- _INSTRUCTIONS TO FOLLOW_
Repeat the passage of the movie reviews from "Hail, Caesar! image" to "for the kids!".

- _SELECTED EXCERPT_
◇ ◇ ◇ ◇ ◇

The Lego Movie image via The Movie DB

The Lego Movie
Sometimes you really want to know everything is awesome. The awesome thing is how this movie can be for fans of all ages, maintain an overall joyful, celebratory tone while recognizing that fitting in and being normal is a one way street to having no fun at all. In the end, the movie both celebrates the toy that is Lego but also the ingenuity of busting apart the planned project to unleash the real power of a plastic brick – that beats in all our hearts… see that? That kind of shlocky sentiment is exactly what the movie loves to send up. Even if you never played with Lego, you will be amazed at the incredible computer animation that looks impossibly like true stop motion animation that inspired this film in the first place.


Hail, Caesar! image via The Movie DB

Hail, Caesar!
What to make of the high critical rating but low, low, low audience rating for this movie? I mean, even if you don’t like George Clooney, he’s not really in the film that much. Josh Brolin is the axle this 1940s era Hollywood caper revolves around and he’s great. My only complaint was that there were so many cameos and characters it was hard to keep up. The cinematography and look of this movie exudes a love for the Technicolor Hollywood of yore and it’s this affection that is the real thread throughout the film. Is this the Cohen Brothers best film? No, but like Hudsucker Proxy it’s a plucky entertainment… you know, for the kids!


Deadpool image via The Movie DB

Deadpool
Perfect Family Day movie. This is an adult comic book with blood, guts, gore, sex, violence and a very crass hero who would make a sailor blush with his sarcastic, ribald, expletive-filled wit. It also does not take itself seriously. All of that attitude, guile and humour are captured accurately in this film version. It’s so crass, violent and dirty that it hardly fits within the Marvel comic book movie adaptation universe. Deadpool used to be a mercenary with a heart of gold who discovers he has terminal cancer just as he’s found his true love and is ready to settle down. In a desperate attempt at a cure he is subjected to incredible stresses until his “mutant gene kicks in” blah blah blah - true science (fiction). His inability to be killed combined with his already effective fighting skills create an unstoppable force of badass sarcasm and a vindictive train wreck of a killing machine. Which of course makes an awesome R-rated movie.

◇ ◇ ◇ ◇ ◇

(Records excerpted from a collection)

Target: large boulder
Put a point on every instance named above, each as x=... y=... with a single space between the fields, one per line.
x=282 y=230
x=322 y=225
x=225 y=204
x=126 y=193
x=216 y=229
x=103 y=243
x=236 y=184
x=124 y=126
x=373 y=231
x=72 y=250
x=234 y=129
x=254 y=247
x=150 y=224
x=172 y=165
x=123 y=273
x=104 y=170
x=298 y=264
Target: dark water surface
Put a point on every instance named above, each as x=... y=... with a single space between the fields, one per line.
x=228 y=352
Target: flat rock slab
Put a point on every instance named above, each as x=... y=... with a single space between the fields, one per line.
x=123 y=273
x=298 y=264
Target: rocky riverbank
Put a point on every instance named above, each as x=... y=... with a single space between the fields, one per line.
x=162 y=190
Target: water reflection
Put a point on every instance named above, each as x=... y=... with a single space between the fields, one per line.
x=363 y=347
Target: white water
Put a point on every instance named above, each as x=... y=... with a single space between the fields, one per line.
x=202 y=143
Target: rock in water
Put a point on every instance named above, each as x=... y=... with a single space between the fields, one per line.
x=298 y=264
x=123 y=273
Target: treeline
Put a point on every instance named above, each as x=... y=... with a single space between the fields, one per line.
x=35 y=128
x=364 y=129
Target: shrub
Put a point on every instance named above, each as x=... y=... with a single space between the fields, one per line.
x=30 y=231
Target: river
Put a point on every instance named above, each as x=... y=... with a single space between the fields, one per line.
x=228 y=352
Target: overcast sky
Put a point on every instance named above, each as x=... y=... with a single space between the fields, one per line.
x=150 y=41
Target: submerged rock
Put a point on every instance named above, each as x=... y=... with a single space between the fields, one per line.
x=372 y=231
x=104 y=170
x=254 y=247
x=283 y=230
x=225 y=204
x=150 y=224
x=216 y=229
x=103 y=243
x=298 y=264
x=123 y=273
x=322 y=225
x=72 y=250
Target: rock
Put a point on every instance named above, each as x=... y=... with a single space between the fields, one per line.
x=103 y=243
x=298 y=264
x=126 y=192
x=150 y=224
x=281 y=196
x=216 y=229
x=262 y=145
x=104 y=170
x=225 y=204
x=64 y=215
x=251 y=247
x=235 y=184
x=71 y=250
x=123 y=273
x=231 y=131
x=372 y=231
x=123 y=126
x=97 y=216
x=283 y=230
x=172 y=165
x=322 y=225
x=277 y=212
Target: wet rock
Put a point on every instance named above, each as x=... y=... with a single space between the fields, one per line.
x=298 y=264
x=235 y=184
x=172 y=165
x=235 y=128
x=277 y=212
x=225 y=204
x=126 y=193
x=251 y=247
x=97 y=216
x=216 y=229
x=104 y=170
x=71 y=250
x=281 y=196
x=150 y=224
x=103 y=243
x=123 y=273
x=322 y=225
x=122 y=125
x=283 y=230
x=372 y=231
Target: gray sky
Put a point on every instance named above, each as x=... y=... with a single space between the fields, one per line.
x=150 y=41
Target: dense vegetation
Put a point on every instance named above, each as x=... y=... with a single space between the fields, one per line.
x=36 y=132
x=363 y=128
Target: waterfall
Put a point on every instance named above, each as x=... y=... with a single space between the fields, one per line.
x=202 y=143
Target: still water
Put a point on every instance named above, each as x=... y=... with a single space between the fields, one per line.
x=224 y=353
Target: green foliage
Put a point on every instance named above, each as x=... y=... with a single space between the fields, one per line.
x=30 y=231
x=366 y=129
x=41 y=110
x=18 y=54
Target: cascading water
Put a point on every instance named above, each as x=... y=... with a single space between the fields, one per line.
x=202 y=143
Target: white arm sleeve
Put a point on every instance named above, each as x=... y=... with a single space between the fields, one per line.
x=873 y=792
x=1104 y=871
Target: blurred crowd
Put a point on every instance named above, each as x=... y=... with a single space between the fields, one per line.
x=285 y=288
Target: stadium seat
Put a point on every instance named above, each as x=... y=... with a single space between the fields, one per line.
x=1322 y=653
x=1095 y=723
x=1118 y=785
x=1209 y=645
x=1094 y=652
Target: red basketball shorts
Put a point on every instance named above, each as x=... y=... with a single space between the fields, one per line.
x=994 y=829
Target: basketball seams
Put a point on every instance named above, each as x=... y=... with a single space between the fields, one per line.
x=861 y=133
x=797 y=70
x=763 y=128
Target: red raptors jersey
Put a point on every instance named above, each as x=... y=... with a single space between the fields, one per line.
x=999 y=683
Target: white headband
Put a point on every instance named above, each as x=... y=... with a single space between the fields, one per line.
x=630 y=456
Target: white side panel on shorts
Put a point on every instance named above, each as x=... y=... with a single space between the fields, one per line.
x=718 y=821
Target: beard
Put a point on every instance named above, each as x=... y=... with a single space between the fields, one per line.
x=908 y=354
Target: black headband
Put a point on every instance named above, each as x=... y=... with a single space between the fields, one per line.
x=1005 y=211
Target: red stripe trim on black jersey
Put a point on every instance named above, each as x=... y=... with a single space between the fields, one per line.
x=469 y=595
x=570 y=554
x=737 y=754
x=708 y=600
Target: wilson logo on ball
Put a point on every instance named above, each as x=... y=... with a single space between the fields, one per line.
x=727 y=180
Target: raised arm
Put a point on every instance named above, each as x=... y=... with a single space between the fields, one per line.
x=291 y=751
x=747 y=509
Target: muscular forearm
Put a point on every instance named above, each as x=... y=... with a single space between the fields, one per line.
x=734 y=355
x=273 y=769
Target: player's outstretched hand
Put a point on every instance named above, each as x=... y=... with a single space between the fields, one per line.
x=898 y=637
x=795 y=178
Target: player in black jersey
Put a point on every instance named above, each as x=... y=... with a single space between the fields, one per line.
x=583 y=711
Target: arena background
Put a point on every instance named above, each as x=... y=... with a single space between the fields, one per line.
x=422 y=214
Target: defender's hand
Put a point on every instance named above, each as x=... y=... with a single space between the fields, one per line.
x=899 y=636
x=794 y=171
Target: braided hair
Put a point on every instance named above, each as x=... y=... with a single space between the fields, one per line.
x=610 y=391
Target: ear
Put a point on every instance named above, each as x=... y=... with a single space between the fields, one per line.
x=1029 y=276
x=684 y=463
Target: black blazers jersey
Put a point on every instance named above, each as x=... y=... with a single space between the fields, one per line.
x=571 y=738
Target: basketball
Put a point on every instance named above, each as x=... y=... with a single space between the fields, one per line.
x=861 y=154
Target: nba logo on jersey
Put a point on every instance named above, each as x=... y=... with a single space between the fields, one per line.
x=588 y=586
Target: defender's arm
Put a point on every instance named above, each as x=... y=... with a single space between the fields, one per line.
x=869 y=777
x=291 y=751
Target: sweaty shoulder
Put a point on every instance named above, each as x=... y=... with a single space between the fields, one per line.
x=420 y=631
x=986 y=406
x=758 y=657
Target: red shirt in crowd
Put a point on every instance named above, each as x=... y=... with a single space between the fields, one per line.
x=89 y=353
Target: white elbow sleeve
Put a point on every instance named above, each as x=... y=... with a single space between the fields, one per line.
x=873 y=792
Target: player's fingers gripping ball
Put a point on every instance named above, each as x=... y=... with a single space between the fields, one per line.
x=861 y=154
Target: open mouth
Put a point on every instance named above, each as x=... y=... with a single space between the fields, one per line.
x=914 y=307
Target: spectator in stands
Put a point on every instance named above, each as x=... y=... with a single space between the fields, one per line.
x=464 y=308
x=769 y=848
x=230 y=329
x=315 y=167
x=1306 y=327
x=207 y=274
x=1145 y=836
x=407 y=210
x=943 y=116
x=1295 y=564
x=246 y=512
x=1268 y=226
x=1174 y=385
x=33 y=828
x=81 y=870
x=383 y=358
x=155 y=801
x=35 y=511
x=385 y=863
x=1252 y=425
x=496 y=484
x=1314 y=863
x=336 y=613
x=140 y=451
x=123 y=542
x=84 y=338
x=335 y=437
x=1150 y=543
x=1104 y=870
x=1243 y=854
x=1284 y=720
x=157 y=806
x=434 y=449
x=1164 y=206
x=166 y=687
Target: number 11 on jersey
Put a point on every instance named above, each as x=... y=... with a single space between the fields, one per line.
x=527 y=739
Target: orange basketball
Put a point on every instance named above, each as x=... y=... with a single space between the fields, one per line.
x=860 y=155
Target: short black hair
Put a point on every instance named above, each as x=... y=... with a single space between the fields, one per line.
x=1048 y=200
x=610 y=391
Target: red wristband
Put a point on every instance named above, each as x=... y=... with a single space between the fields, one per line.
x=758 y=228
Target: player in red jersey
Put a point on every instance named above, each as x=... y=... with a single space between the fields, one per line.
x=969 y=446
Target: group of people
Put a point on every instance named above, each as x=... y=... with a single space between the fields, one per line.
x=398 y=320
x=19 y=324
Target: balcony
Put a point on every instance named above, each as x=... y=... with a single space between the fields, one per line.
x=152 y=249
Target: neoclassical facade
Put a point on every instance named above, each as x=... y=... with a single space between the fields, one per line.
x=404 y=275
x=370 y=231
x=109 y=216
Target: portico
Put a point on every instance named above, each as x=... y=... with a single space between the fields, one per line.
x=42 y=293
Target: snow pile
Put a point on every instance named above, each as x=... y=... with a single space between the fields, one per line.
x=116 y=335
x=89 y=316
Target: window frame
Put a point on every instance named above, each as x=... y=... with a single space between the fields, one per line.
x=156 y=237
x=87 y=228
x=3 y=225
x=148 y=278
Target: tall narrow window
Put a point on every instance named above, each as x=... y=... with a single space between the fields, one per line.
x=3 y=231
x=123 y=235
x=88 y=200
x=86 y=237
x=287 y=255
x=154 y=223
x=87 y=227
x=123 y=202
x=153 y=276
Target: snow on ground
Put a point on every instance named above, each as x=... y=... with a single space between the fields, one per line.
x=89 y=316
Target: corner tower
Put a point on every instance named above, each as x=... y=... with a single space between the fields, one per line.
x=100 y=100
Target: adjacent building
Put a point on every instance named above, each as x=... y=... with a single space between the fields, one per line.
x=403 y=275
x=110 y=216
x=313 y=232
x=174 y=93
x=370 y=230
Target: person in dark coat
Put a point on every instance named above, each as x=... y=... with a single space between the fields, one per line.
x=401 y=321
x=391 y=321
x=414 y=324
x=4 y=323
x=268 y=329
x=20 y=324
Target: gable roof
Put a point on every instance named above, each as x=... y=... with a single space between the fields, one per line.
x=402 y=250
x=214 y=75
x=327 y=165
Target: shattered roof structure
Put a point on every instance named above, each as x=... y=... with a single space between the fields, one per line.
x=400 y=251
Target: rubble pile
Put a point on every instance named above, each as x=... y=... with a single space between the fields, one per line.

◇ ◇ ◇ ◇ ◇

- _THE COMPLETED TASK_
Hail, Caesar! image via The Movie DB

Hail, Caesar!
What to make of the high critical rating but low, low, low audience rating for this movie? I mean, even if you don’t like George Clooney, he’s not really in the film that much. Josh Brolin is the axle this 1940s era Hollywood caper revolves around and he’s great. My only complaint was that there were so many cameos and characters it was hard to keep up. The cinematography and look of this movie exudes a love for the Technicolor Hollywood of yore and it’s this affection that is the real thread throughout the film. Is this the Cohen Brothers best film? No, but like Hudsucker Proxy it’s a plucky entertainment… you know, for the kids!